▸ PAGE EXCERPT
::::
Updated: August 2, 2013 6:10AM
Faster communication and more bandwidth that could benefit Southland communities, schools and libraries are envisioned as the next phase of fiber-optic cable installation gets under way.
The project began last year with a $6.1 million state grant to the South Suburban Mayors and Managers Association, which is working with the Cook County Bureau of Technology.
Fiber-optic cable that was installed along Interstate 57 during the initial phase will be linked with communities, schools, libraries, hospitals and police and fire stations, according to SSMMA.
Ultimately, the project will support higher-capacity Internet connections, which could also be used as a tool by Southland communities to promote economic development, the association said in a recent news release.
Work will continue through the summer, linking sites in Monee, University Park, Richton Park, the SouthCom Joint Dispatch center in Matteson, then continuing to Dixmoor, Markham and Blue Island. The project is due to be completed next January.
::::
▸ LISTED RECORDS

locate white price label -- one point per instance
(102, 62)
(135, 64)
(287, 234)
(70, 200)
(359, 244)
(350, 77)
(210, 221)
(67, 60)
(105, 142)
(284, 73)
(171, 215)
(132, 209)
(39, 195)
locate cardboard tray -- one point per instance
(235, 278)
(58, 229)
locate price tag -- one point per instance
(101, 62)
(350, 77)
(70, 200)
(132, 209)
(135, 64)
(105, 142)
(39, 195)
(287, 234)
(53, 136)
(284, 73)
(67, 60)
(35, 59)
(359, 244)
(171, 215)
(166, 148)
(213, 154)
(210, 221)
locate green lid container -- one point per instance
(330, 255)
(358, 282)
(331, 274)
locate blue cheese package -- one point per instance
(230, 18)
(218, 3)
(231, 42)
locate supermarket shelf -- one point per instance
::::
▸ WHAT YOU NEED TO DO
1. For the article on the fiber-optic cable project, decide whether each statement below agrees with the text. Answer yes or no and quote the words that decide it.
(a) The project began with a $6.1 million state grant to the Cook County Bureau of Technology.
(b) Cable from the first phase was laid along Interstate 57.
(c) The project is scheduled to finish next summer.
2. Using the article on the fiber-optic cable project, answer each question briefly.
(a) Which county office is the mayors and managers association working with?
(b) In which town is the SouthCom Joint Dispatch center located?
(c) What kind of connections will the project ultimately support?
3. Carry on the article about the fiber-optic cable project, starting after its final sentence.

▸ ACTIVITY ANSWERS
1.
(a) No: "a $6.1 million state grant to the South Suburban Mayors and Managers Association"
(b) Yes: "Fiber-optic cable that was installed along Interstate 57 during the initial phase"
(c) No: "The project is due to be completed next January."

2.
(a) The Cook County Bureau of Technology
(b) Matteson
(c) Higher-capacity Internet connections

3.
The fiber-optic network will be operated by a nonprofit organization called Chicago Southland Fiber Network, according to the news release.
“Fiber cabling is a key investment to improve economic opportunities in the region, improving municipal communications capabilities and lowering the cost of delivering government services,” Paul Braun, the SSMMA’s president and Flossmoor mayor, said in the news release.
“Fiber-optic connectivity has become the next critical infrastructure for our region, often listed at the same level of importance as good roads, electric distribution and water and sewer services,” Braun said.